Stored entries
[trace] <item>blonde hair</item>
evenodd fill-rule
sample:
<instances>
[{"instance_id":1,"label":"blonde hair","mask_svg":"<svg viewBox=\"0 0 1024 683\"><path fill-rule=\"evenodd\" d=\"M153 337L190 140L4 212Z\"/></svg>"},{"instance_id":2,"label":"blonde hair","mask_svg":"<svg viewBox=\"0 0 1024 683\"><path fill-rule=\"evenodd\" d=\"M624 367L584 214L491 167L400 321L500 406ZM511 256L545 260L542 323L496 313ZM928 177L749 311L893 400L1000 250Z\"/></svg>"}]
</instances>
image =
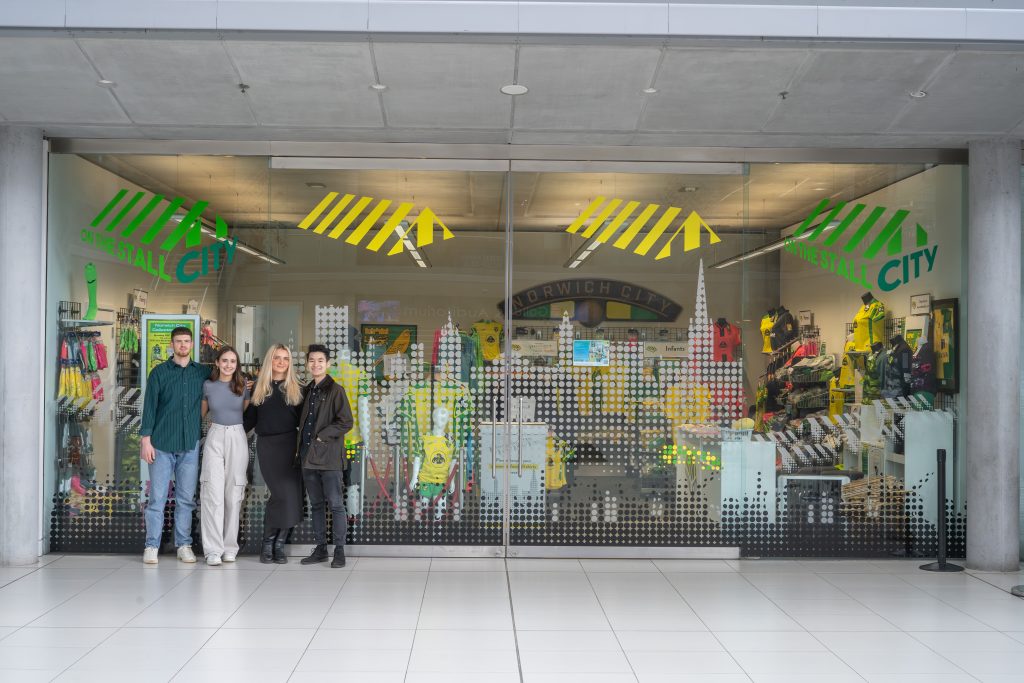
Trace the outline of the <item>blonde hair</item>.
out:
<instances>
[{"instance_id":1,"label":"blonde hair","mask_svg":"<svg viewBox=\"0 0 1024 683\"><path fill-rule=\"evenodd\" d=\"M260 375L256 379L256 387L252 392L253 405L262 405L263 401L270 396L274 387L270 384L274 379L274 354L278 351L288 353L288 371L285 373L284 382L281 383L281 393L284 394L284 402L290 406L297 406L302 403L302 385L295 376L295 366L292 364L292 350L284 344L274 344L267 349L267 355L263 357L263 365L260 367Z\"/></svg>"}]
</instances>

==

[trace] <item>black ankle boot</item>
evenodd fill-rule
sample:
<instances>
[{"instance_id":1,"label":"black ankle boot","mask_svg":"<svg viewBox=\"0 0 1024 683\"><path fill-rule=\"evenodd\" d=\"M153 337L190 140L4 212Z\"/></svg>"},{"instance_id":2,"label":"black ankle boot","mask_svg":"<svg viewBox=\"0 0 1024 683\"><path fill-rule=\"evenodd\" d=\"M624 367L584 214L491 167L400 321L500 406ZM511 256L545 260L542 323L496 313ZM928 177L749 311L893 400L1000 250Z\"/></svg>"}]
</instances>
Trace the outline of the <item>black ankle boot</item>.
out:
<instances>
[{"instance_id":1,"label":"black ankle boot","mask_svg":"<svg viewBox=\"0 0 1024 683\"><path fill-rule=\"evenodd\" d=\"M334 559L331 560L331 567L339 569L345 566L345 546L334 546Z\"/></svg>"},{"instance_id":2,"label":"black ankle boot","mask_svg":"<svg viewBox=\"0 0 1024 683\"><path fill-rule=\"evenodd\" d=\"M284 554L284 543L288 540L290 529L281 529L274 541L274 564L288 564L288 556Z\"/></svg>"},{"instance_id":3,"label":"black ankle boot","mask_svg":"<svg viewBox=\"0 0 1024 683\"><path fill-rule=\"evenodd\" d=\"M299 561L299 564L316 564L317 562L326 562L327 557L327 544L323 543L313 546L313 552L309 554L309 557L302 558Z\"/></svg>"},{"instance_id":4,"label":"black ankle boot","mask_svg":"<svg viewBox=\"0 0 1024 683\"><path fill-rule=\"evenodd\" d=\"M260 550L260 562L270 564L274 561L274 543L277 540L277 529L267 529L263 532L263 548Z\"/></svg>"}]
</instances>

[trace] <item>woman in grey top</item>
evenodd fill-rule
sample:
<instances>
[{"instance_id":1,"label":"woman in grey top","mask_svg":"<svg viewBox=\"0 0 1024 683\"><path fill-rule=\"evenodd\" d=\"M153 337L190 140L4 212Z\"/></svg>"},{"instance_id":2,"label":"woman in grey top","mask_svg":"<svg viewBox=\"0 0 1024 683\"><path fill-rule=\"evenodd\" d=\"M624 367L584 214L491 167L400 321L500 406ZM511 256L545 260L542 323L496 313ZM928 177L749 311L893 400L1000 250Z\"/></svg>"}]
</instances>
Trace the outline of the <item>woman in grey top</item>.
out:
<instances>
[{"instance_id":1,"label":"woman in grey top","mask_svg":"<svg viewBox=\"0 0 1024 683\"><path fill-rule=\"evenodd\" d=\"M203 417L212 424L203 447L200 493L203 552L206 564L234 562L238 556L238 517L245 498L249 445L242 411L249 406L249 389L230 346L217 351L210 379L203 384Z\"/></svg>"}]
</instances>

> _Task objective_: Return the stretch of data that begins with the line showing "[trace] <item>blonde hair</item>" and goes on through the line showing "Trace the outline of the <item>blonde", exactly, with pictures removed.

> _Written answer_:
[trace] <item>blonde hair</item>
evenodd fill-rule
sample:
<instances>
[{"instance_id":1,"label":"blonde hair","mask_svg":"<svg viewBox=\"0 0 1024 683\"><path fill-rule=\"evenodd\" d=\"M153 337L190 140L4 212Z\"/></svg>"},{"instance_id":2,"label":"blonde hair","mask_svg":"<svg viewBox=\"0 0 1024 683\"><path fill-rule=\"evenodd\" d=\"M624 367L584 214L491 167L400 321L500 406ZM511 256L545 260L542 323L496 313ZM928 177L749 311L893 400L1000 250Z\"/></svg>"}]
</instances>
image =
Trace the outline of the <item>blonde hair</item>.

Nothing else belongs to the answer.